§ Data for the task:
++++++

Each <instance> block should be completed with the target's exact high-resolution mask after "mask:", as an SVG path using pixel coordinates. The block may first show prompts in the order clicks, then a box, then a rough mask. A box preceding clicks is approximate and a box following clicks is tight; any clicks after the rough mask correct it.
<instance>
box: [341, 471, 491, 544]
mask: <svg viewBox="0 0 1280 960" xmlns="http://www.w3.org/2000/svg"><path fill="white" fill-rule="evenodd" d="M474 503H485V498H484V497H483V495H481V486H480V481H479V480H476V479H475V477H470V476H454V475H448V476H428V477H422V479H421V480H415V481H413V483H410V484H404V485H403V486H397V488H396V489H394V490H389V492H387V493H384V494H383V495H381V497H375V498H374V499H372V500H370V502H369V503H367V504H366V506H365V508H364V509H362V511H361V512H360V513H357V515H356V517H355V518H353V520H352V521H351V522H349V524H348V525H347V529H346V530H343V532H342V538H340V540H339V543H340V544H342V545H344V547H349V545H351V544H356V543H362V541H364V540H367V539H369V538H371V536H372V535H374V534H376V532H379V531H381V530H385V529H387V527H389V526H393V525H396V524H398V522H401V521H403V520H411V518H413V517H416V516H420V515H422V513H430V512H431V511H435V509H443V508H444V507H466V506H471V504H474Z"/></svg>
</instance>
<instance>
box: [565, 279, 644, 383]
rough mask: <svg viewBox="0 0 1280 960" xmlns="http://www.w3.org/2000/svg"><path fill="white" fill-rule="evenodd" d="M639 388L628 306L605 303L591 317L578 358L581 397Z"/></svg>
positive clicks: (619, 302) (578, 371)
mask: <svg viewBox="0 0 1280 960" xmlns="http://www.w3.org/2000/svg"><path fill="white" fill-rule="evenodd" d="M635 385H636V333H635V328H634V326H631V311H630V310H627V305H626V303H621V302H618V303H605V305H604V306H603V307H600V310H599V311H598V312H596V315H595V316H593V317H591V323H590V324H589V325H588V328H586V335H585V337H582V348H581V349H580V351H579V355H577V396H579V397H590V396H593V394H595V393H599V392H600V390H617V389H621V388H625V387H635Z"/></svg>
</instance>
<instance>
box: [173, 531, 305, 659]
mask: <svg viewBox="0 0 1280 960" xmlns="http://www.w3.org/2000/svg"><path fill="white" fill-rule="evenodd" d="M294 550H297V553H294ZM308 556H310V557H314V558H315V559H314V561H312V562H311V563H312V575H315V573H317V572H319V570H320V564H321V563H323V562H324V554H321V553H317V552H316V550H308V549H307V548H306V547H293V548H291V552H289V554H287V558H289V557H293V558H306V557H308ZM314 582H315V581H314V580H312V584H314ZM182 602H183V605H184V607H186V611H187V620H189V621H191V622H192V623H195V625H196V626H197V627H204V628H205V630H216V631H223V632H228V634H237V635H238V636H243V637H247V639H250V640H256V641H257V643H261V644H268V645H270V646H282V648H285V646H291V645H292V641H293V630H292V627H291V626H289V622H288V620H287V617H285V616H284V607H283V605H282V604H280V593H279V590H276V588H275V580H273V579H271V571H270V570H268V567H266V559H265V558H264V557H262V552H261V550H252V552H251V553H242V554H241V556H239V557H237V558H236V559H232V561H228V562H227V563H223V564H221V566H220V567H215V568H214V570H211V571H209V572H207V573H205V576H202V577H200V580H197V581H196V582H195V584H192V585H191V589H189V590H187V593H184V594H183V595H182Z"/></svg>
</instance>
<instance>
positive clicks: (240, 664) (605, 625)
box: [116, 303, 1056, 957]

++++++

Take the data above and reproduce it exactly.

Each <instance> block should be completed with the target's exact high-resolution mask after "mask:", as an SVG path using pixel coordinates. The block may first show prompts in the order clicks, then a box, then a rough mask. A box preceding clicks is approximate and a box following clicks is tight; any clicks after the rough mask correct it.
<instance>
box: [341, 471, 491, 544]
mask: <svg viewBox="0 0 1280 960" xmlns="http://www.w3.org/2000/svg"><path fill="white" fill-rule="evenodd" d="M474 503H485V498H484V497H483V495H481V486H480V481H479V480H476V479H475V477H470V476H454V475H448V476H428V477H422V479H421V480H415V481H413V483H410V484H404V485H403V486H397V488H396V489H394V490H389V492H387V493H384V494H383V495H381V497H375V498H374V499H372V500H370V502H369V503H367V504H366V506H365V508H364V509H362V511H361V512H360V513H357V515H356V517H355V518H353V520H352V521H351V522H349V524H348V525H347V529H346V530H343V532H342V538H340V540H339V543H340V544H342V545H344V547H349V545H351V544H356V543H362V541H364V540H367V539H369V538H371V536H372V535H374V534H376V532H379V531H381V530H385V529H387V527H389V526H393V525H396V524H398V522H401V521H403V520H411V518H413V517H416V516H420V515H422V513H430V512H431V511H435V509H443V508H444V507H466V506H471V504H474Z"/></svg>
</instance>
<instance>
box: [565, 279, 644, 383]
rough mask: <svg viewBox="0 0 1280 960" xmlns="http://www.w3.org/2000/svg"><path fill="white" fill-rule="evenodd" d="M639 388L628 306L605 303L591 317L578 358L581 397Z"/></svg>
positive clicks: (619, 302) (578, 371)
mask: <svg viewBox="0 0 1280 960" xmlns="http://www.w3.org/2000/svg"><path fill="white" fill-rule="evenodd" d="M635 385H636V333H635V328H634V326H631V311H630V310H627V305H626V303H621V302H618V303H605V305H604V306H603V307H600V310H599V311H598V312H596V315H595V316H593V317H591V323H590V324H589V325H588V328H586V335H585V337H582V348H581V349H580V351H579V355H577V396H579V397H590V396H593V394H595V393H599V392H600V390H617V389H621V388H625V387H635Z"/></svg>
</instance>
<instance>
box: [173, 531, 305, 659]
mask: <svg viewBox="0 0 1280 960" xmlns="http://www.w3.org/2000/svg"><path fill="white" fill-rule="evenodd" d="M294 550H297V553H294ZM308 556H310V557H314V558H315V559H314V561H312V562H311V563H312V575H315V573H317V572H319V570H320V564H321V563H323V562H324V554H321V553H317V552H316V550H308V549H307V548H306V547H293V548H291V552H289V554H287V558H289V557H293V558H306V557H308ZM314 582H315V581H314V580H312V584H314ZM182 602H183V605H184V607H186V611H187V620H189V621H191V622H192V623H195V625H196V626H197V627H204V628H205V630H216V631H223V632H228V634H237V635H238V636H243V637H247V639H250V640H256V641H257V643H261V644H268V645H270V646H282V648H285V646H291V645H292V641H293V630H292V627H291V626H289V622H288V620H287V617H285V616H284V607H283V605H282V604H280V593H279V590H276V588H275V580H273V579H271V571H270V570H268V567H266V559H265V558H264V557H262V552H261V550H252V552H251V553H242V554H241V556H239V557H237V558H236V559H232V561H228V562H227V563H223V564H221V566H220V567H215V568H214V570H211V571H209V572H207V573H205V576H202V577H200V580H197V581H196V582H195V584H192V585H191V589H189V590H187V593H184V594H183V595H182Z"/></svg>
</instance>
<instance>
positive clicks: (240, 664) (605, 625)
box: [116, 303, 1056, 957]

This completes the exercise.